[EXERCISE AIM] Copy out exactly the lines below that run from the one holding "the form (29,275);" to the one holding "the form (203,473);", keeping both of those lines and no others.
------ TASK INPUTS ------
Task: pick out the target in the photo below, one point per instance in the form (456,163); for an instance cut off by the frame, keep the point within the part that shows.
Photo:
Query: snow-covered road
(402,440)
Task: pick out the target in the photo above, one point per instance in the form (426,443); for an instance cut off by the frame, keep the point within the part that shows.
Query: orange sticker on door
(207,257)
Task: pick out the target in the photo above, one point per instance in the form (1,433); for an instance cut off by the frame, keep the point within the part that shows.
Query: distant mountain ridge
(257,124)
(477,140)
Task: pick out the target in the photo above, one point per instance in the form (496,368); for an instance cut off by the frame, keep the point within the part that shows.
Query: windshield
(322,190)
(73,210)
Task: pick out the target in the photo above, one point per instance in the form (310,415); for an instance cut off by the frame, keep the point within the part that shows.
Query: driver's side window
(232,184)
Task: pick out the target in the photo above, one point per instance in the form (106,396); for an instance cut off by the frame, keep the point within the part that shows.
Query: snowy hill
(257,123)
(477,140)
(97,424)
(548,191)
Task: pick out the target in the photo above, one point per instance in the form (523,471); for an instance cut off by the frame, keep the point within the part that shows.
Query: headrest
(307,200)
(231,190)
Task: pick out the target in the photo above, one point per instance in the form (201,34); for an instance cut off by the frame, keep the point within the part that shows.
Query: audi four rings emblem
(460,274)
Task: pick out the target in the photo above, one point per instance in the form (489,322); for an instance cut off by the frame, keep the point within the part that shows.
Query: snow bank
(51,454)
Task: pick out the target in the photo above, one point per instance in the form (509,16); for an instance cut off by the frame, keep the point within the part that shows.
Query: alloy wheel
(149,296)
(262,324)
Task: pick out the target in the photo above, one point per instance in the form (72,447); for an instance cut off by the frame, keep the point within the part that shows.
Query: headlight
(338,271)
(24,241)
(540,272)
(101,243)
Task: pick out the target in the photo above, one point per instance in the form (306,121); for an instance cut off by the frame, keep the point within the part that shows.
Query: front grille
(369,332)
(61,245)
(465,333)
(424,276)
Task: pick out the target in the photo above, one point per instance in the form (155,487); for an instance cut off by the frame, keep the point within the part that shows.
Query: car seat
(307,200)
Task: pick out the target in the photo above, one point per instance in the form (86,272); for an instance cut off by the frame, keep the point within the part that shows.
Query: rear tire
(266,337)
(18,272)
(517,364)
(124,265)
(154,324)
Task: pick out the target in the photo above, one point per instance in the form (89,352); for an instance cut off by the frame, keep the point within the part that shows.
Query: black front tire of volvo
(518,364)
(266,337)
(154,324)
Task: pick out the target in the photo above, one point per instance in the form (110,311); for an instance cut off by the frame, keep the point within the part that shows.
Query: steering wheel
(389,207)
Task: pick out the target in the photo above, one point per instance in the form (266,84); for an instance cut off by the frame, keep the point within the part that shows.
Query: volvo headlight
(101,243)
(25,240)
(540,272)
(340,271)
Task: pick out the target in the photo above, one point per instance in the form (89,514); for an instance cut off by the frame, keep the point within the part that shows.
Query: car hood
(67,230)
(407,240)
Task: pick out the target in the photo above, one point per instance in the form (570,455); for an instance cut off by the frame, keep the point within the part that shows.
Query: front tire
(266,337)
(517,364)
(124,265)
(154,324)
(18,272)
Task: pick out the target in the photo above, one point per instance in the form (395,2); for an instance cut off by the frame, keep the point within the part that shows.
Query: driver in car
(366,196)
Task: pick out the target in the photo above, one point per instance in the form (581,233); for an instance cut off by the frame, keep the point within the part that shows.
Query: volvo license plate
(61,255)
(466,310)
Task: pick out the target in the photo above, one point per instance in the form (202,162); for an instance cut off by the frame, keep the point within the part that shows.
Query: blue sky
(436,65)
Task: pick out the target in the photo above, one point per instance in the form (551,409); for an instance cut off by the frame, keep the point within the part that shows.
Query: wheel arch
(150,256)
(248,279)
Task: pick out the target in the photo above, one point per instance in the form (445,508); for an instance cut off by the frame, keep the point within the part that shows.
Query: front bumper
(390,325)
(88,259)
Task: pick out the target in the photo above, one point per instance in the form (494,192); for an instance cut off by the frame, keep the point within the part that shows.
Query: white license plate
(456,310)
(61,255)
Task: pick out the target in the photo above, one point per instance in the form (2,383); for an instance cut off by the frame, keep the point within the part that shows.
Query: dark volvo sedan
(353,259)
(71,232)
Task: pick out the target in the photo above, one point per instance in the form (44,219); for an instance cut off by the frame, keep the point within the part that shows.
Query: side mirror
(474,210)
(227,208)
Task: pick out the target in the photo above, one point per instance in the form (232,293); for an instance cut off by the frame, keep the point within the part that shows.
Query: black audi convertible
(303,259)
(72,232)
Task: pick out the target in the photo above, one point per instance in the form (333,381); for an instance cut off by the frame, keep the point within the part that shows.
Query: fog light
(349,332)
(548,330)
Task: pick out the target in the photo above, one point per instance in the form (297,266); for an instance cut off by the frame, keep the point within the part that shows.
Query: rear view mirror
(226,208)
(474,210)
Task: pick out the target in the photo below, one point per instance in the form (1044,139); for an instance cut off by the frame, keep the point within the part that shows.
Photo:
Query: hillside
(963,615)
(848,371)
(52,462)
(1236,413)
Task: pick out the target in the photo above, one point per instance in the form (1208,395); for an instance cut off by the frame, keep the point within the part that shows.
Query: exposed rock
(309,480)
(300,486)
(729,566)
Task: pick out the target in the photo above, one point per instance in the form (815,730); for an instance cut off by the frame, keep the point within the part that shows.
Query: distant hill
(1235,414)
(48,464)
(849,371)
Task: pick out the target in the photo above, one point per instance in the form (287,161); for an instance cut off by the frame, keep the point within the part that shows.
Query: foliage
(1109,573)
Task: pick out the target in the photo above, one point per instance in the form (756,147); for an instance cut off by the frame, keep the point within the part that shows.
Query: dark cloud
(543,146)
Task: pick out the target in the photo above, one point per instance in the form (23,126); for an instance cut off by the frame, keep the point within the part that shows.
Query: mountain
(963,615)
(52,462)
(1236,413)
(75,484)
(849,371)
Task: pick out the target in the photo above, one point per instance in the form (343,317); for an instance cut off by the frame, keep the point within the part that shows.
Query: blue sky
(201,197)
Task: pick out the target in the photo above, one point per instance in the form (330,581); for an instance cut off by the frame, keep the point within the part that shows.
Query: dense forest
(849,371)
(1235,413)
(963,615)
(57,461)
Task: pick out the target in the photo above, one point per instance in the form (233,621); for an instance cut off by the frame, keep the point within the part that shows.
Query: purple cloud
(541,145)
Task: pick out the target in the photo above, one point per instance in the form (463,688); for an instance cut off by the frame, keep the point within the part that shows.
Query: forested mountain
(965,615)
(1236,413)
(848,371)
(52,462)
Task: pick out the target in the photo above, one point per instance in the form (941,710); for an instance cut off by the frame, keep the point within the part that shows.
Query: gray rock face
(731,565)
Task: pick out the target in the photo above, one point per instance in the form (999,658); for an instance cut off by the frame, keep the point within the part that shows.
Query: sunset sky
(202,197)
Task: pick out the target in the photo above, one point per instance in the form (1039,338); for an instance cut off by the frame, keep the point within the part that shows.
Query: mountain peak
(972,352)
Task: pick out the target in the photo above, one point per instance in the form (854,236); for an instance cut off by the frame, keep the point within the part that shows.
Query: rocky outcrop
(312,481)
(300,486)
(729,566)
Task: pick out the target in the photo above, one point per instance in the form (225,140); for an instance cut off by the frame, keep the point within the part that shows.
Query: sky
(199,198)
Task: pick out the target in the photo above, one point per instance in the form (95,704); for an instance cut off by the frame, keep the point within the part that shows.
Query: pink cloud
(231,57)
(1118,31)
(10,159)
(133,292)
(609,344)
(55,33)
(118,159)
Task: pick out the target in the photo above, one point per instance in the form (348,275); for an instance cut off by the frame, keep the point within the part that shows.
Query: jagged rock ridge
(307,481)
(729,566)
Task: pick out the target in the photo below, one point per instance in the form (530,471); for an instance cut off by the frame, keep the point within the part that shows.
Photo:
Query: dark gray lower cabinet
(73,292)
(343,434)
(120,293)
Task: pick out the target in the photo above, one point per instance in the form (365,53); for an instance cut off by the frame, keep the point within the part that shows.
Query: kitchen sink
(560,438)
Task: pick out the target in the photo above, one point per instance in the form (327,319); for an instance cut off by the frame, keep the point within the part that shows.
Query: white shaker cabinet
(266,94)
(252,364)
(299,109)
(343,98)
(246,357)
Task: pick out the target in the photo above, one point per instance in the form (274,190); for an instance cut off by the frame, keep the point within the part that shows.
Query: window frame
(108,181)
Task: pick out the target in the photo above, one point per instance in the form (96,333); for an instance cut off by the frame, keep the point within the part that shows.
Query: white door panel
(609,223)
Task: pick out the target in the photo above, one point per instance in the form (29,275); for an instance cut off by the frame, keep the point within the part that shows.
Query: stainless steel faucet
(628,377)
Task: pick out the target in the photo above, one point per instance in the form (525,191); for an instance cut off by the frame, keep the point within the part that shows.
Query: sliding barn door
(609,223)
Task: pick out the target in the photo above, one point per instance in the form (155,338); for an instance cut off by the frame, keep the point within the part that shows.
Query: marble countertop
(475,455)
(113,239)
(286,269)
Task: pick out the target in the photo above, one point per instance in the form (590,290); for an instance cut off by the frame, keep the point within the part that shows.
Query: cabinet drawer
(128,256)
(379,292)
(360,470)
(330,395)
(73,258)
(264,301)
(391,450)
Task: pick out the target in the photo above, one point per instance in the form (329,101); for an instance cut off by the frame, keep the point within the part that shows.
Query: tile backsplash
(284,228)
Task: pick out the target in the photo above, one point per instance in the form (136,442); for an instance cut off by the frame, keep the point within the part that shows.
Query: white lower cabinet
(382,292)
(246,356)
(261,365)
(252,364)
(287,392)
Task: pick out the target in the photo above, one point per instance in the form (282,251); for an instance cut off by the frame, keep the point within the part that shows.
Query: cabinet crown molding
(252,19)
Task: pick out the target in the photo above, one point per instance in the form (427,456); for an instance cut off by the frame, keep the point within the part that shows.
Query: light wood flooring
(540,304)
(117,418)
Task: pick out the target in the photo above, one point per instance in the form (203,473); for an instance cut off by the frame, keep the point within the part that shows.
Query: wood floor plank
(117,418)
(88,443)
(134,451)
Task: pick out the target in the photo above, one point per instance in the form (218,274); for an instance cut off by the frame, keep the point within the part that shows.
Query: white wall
------
[YOUR SOLUTION]
Task: pick out the target in the photo above, one point per instance in the form (29,275); for an instance cut off by the frame, keep the point within the part that shows.
Query: stainless steel faucet
(628,377)
Task: pick out the target in the photo above, one point per instance in the form (525,191); for an instance cut off by the frame, keep the point within the part that shows.
Query: sliding barn door
(609,223)
Task: pick out the target in the photo above, one point per instance in the form (155,338); for an instance cut off by the frame, keep the point within the part that shows.
Query: marble countertop
(475,455)
(113,239)
(286,269)
Task: pick out the target in the photo above, one point per instance in the form (590,290); for an instance cut off by the frame, keep the point within the part that shows.
Query: cabinet drawer
(128,256)
(379,292)
(360,470)
(330,395)
(73,258)
(264,301)
(391,450)
Task: pick out the target in the photo above, one point per instance in the form (329,101); for an instance cut off by the frame, keep the point within the part that shows.
Query: tile backsplash
(284,228)
Task: pick out the target in the photo above, one point per instance in the form (136,442); for an instance cut off by the frame, keep the point within the part that shows.
Query: white lower cabinet
(382,292)
(246,356)
(261,365)
(252,364)
(287,392)
Task: pick out the target in the photo above, one point per instance in the form (282,251); for an instance cut off by the frame, keep the point within the part that shows.
Query: cabinet crown molding
(252,19)
Task: pick out the target in the photo above, one point per instance in the form (427,456); for an instance cut off by the frame, keep the point within the part that shows.
Query: light wood flooring
(540,304)
(117,418)
Task: pick out the target in the photo above, one point per instance in the form (203,473); for an instance cut off by the frame, keep the point within the part that shows.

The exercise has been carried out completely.